## Start Text block

At the cognitive level, I was shocked that religions made me believe in falsehoods and in things that are not true. Religious truth-claims were in multiple versions. Religion made people intellectually dishonest; faith made them lie to themselves and to others. I found religious teaching cognitively challenging. For instance, religious cosmologies were confusing and contradictory. Christianity and other religions taught people to believe that there was a place called heaven or hell populated by superhuman entities, from nowhere. They taught that people could impersonate deities and turn water into wine merely by uttering words. And that people could resurrect from the dead or ascend into ‘heaven.’ Pentecostal Christians uttered meaningless syllables, gibberish, and called it heavenly language. During Masses, priests claimed that wafers and wine turned into the body and blood of Jesus. Just imagine that. And after uttering some words, they would step back, bow, and kneel before wafers and wine. Sometimes they held up the wafer and addressed it as ‘father’.

## End Text block

### Given problem 1
In the passage on religious belief, what did priests claim happened to wafers and wine during Masses?
### Given problem 2
Using the passage on religious belief, explain why the writer found religious teaching cognitively challenging.

## Start Data entries

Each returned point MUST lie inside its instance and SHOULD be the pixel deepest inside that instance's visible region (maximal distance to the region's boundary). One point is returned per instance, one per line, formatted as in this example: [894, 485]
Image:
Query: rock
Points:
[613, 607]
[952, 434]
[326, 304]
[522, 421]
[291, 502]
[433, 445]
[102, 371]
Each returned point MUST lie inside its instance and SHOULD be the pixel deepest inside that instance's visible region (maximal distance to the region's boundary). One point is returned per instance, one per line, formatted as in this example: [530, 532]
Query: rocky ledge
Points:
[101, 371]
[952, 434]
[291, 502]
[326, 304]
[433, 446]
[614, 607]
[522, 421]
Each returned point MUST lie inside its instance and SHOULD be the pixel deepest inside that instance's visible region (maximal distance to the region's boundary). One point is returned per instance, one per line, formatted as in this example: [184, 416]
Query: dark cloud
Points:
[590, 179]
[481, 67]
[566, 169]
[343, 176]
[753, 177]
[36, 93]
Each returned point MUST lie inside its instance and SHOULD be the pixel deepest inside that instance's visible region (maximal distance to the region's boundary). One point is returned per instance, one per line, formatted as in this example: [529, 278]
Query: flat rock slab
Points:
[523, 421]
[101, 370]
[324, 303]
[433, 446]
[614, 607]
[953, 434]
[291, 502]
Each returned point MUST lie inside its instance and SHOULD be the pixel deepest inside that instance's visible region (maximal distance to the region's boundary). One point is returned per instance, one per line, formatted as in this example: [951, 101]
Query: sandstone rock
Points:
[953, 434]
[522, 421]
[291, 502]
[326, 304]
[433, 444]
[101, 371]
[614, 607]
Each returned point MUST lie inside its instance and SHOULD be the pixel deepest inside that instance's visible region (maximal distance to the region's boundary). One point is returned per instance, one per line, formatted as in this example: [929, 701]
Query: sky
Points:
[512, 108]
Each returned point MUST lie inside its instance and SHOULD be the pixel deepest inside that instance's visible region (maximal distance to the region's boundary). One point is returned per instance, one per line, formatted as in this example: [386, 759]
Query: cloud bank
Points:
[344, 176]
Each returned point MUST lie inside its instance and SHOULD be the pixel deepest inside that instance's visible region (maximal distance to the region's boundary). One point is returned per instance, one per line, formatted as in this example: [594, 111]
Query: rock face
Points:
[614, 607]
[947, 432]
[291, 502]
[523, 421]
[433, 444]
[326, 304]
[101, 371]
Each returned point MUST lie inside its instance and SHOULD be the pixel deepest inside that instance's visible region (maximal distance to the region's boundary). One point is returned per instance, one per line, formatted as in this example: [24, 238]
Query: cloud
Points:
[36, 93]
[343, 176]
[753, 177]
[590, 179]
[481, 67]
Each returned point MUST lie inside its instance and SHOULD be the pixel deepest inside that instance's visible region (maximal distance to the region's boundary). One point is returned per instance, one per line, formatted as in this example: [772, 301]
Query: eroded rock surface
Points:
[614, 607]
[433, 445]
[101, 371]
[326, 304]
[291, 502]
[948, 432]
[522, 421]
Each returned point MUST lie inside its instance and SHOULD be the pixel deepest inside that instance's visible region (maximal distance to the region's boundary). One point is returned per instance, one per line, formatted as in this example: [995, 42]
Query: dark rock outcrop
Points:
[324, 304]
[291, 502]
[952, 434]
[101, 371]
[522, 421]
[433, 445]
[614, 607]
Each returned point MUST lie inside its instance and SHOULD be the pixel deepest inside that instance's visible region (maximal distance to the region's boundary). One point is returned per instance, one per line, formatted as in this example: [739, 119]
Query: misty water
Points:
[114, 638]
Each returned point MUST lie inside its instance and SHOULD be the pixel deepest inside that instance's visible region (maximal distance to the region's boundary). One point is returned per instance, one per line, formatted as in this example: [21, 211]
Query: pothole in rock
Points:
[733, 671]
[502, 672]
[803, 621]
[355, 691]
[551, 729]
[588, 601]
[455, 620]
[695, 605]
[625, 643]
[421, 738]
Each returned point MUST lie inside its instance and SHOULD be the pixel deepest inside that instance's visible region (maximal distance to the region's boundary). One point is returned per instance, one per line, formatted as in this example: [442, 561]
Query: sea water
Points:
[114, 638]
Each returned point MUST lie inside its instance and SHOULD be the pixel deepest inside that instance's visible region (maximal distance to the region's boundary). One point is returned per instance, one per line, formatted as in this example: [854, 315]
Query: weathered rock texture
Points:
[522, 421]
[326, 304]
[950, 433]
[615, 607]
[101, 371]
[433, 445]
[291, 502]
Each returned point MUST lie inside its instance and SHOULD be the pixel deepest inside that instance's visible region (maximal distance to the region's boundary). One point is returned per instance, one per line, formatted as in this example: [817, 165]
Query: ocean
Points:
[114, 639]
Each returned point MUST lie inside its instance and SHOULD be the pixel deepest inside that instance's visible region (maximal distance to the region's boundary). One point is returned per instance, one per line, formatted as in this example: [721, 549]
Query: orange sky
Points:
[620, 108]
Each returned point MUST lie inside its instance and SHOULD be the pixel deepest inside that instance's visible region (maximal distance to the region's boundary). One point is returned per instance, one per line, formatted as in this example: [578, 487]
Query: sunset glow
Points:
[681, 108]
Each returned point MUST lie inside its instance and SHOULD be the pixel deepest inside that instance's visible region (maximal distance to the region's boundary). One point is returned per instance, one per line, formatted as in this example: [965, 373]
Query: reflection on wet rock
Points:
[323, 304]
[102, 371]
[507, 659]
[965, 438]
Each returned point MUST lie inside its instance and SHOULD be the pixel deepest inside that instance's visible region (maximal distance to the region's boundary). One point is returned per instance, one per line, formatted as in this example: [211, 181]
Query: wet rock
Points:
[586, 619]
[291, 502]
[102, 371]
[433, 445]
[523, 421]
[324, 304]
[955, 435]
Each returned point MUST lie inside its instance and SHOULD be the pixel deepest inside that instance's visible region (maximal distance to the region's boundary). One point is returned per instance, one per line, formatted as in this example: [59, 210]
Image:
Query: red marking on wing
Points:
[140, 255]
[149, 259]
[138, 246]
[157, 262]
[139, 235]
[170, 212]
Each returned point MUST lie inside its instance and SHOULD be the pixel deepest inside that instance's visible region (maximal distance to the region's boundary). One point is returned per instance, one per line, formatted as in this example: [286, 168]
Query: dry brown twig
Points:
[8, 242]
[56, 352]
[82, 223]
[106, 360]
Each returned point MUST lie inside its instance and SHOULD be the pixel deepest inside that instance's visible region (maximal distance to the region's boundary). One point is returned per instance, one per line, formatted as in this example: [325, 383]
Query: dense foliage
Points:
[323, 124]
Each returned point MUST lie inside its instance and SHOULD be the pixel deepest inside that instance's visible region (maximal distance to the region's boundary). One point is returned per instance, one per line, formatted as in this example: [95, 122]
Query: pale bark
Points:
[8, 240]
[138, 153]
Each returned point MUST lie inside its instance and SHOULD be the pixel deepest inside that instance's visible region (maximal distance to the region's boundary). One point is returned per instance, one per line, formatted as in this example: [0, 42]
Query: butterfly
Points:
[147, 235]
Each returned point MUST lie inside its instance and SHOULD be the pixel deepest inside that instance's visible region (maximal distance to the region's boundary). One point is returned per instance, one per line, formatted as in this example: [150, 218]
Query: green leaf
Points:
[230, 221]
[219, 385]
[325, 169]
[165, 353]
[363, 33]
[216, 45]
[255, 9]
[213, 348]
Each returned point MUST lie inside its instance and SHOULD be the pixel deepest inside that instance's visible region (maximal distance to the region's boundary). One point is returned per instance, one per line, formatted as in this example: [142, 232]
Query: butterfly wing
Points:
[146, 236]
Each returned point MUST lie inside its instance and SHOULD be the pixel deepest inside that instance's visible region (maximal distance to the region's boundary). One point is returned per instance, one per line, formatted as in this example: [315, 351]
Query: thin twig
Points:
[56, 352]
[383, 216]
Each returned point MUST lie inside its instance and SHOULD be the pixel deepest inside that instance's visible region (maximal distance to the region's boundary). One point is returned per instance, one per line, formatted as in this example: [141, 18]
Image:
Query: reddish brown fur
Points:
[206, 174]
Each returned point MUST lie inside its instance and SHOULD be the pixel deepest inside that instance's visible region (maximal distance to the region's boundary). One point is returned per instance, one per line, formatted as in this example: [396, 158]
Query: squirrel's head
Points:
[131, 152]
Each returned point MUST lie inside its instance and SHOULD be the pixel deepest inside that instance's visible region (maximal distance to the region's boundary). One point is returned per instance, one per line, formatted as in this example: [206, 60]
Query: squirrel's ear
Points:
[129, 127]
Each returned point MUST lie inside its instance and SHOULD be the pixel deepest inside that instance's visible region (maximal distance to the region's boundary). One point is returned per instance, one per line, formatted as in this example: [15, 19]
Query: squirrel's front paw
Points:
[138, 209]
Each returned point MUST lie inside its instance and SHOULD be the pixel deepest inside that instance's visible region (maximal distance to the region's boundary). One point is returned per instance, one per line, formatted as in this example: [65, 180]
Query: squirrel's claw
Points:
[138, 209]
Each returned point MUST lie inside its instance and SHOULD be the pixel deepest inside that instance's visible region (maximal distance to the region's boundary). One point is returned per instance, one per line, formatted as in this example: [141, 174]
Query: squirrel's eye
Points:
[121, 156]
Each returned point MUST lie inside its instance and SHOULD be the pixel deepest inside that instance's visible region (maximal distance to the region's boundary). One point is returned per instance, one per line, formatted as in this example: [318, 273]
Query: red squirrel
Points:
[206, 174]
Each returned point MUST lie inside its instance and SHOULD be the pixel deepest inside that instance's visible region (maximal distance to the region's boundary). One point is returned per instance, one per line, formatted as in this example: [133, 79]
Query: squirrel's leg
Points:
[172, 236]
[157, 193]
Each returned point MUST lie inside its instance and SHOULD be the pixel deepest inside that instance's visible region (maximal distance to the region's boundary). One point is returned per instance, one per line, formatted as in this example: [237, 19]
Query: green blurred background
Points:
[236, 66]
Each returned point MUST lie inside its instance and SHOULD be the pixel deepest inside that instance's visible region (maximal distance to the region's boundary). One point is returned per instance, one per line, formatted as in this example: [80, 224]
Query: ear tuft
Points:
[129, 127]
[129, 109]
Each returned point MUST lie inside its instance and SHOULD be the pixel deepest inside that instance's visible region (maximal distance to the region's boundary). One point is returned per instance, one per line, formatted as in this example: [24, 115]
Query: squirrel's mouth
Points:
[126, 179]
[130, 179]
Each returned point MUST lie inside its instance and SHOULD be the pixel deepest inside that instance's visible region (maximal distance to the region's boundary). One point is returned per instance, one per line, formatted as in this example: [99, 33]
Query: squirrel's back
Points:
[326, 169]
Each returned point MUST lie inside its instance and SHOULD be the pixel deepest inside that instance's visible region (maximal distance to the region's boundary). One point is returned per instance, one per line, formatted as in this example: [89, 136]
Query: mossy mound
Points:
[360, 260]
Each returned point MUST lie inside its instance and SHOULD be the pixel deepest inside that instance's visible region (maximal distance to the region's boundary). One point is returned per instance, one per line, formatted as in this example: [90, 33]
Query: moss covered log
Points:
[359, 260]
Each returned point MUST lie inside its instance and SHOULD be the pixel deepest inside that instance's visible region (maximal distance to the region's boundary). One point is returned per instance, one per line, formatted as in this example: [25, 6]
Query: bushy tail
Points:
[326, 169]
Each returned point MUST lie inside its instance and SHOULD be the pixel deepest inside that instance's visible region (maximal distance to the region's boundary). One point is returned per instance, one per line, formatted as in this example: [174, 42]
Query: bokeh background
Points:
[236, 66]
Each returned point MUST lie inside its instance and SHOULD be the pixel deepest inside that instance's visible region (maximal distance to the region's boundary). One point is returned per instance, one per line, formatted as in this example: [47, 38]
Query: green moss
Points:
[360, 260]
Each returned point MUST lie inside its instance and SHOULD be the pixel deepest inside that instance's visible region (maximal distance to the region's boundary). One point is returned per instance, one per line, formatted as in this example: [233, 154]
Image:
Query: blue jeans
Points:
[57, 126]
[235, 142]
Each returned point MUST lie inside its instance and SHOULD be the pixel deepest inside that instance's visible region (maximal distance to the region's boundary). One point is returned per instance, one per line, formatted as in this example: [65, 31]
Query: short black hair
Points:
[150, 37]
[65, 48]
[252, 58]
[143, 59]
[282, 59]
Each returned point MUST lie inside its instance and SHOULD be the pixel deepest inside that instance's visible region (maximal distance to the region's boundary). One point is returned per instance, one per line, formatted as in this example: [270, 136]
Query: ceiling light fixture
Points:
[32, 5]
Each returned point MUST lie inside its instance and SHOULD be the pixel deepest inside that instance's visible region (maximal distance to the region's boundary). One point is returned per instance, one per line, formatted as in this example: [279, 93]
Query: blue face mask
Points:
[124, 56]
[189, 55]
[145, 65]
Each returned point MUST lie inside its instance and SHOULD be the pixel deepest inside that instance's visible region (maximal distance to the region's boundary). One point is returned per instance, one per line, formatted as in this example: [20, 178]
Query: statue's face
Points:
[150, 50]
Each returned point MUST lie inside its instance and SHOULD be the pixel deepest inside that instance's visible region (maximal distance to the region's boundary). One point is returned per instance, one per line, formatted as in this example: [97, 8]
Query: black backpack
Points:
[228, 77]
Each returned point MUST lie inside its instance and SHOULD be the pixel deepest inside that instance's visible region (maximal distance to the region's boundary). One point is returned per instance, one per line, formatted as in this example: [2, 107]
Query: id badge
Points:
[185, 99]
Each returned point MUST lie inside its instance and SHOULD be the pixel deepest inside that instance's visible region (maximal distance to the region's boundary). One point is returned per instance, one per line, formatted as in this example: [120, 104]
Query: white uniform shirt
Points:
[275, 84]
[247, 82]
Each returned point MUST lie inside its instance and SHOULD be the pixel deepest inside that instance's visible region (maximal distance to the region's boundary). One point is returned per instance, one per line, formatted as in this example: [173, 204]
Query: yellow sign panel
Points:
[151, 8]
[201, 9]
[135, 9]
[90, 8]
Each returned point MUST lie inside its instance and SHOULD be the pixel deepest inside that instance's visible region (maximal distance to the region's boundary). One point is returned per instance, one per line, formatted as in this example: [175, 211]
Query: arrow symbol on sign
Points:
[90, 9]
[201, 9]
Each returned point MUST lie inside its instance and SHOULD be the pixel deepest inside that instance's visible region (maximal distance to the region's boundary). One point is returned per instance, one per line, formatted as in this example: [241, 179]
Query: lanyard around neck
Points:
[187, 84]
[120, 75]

## End Data entries

### Response 1
Priests claimed that the wafers and wine turned into the body and blood of Jesus.

### Response 2
The writer found religious cosmologies confusing and contradictory. For example, Christianity and other religions taught that there was a place called heaven or hell populated by superhuman entities, from nowhere.